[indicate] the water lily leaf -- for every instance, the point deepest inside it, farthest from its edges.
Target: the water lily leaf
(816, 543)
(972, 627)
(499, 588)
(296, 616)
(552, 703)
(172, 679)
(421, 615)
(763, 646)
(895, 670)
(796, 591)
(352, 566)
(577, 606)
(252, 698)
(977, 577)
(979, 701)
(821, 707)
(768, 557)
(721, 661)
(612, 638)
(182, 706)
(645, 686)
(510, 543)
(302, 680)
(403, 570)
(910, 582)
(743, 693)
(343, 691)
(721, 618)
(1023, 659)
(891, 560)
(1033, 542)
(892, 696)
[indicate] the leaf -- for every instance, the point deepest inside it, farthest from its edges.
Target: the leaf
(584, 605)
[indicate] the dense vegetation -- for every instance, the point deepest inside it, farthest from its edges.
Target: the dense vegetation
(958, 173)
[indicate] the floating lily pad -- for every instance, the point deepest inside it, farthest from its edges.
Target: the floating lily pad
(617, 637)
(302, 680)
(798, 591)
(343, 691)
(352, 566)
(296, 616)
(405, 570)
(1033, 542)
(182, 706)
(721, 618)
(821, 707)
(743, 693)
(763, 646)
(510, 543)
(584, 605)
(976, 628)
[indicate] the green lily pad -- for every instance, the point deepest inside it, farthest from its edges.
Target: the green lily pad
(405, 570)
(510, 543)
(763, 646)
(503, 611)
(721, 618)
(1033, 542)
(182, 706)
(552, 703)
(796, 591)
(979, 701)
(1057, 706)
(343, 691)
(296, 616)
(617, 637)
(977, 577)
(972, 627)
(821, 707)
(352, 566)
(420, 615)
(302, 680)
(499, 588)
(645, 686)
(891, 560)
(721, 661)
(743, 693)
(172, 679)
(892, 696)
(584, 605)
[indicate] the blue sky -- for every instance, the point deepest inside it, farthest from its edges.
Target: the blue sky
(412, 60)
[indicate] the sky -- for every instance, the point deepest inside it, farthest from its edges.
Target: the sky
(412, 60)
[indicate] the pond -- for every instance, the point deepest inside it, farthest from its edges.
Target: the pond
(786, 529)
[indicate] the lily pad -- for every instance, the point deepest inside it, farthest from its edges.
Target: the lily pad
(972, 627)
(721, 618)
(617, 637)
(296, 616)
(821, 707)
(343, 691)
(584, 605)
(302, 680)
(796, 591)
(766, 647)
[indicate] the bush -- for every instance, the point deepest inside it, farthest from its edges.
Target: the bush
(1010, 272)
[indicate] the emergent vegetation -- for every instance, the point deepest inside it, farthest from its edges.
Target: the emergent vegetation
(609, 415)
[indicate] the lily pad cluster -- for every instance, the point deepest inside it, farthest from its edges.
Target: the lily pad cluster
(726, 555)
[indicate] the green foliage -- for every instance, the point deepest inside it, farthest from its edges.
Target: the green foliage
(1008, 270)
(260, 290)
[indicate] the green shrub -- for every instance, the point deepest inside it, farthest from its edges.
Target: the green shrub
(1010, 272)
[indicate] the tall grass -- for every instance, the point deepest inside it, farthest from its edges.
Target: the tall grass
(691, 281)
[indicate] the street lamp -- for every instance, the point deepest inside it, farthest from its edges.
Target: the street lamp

****************

== Task goal ==
Go through the listing and print each line exactly as it appears.

== Exercise answer ==
[indicate] the water lily leaf -- for every instance, the point deepest inside it, farthest from its edges.
Target: the water lily leaf
(816, 543)
(972, 627)
(499, 588)
(296, 616)
(552, 703)
(172, 679)
(421, 615)
(763, 646)
(895, 670)
(796, 591)
(352, 566)
(577, 606)
(252, 698)
(977, 577)
(979, 701)
(821, 707)
(768, 557)
(721, 661)
(612, 638)
(182, 706)
(645, 686)
(510, 543)
(302, 680)
(403, 570)
(910, 582)
(743, 693)
(343, 691)
(721, 618)
(1023, 659)
(891, 560)
(1033, 542)
(892, 696)
[indicate] the leaf -- for every instance, the point deepest inside it, farthest from its edges.
Target: the leaf
(584, 605)
[indicate] the dense vegetation -- for every instance, the point deepest inside it, farthest from its edges.
Target: the dense vegetation
(958, 173)
[indicate] the floating lily pad -- for every instance, the point deepest inside it, farthest from its edges.
Target: the floating lily pad
(617, 637)
(302, 680)
(798, 591)
(343, 691)
(352, 566)
(296, 616)
(405, 570)
(1033, 542)
(182, 706)
(721, 618)
(821, 707)
(743, 693)
(763, 646)
(510, 543)
(584, 605)
(976, 628)
[indicate] the green lily pad -- for every instance, the point deepest inside it, farthest from its edges.
Target: the green lily pad
(405, 570)
(510, 543)
(763, 646)
(503, 611)
(721, 618)
(1033, 542)
(182, 706)
(552, 703)
(796, 591)
(979, 701)
(1057, 706)
(343, 691)
(296, 616)
(617, 637)
(977, 577)
(972, 627)
(821, 707)
(352, 566)
(420, 615)
(302, 680)
(499, 588)
(645, 686)
(891, 560)
(721, 661)
(743, 693)
(172, 679)
(892, 696)
(584, 605)
[indicate] the blue sky -- for every instance, the point deepest inside it, farthest from its edges.
Target: the blue sky
(412, 60)
[indicate] the sky -- for every instance, the point deepest inside it, farthest from its edges.
Target: the sky
(412, 60)
[indicate] the pond -- for every instance, the point deepest inside it, farthest from its edges.
Target: the pond
(786, 529)
[indicate] the lily pad -- for every instance, the point deepest inside it, farthest from its edges.
Target: the lily pad
(972, 627)
(721, 618)
(617, 637)
(296, 616)
(821, 707)
(343, 691)
(584, 605)
(302, 680)
(796, 591)
(766, 647)
[indicate] the bush -- for every instance, the point deepest inside it, farthest from its edges.
Target: the bush
(1010, 272)
[indicate] the emergent vegetation -- for every instance, the point deepest inside it, farthest from its edges.
Target: the emergent vegetation
(609, 415)
[indicate] the lily pad cluster -- for every instance, the point deepest inside it, farthest from its edges.
Target: the lily pad cluster
(726, 555)
[indicate] the green foliage -- for every instance, the point deepest inside it, farthest from its edges.
Target: the green foliage
(1008, 270)
(260, 290)
[indicate] the green shrub -- for every instance, the point deepest inside it, farthest from its edges.
Target: the green shrub
(1010, 272)
[indicate] the tall grass -- for every instance, the point deepest inside it, farthest from its edges.
Target: the tall grass
(691, 281)
[indicate] the street lamp -- for every instance, the point deepest inside it, farthest from its edges.
Target: the street lamp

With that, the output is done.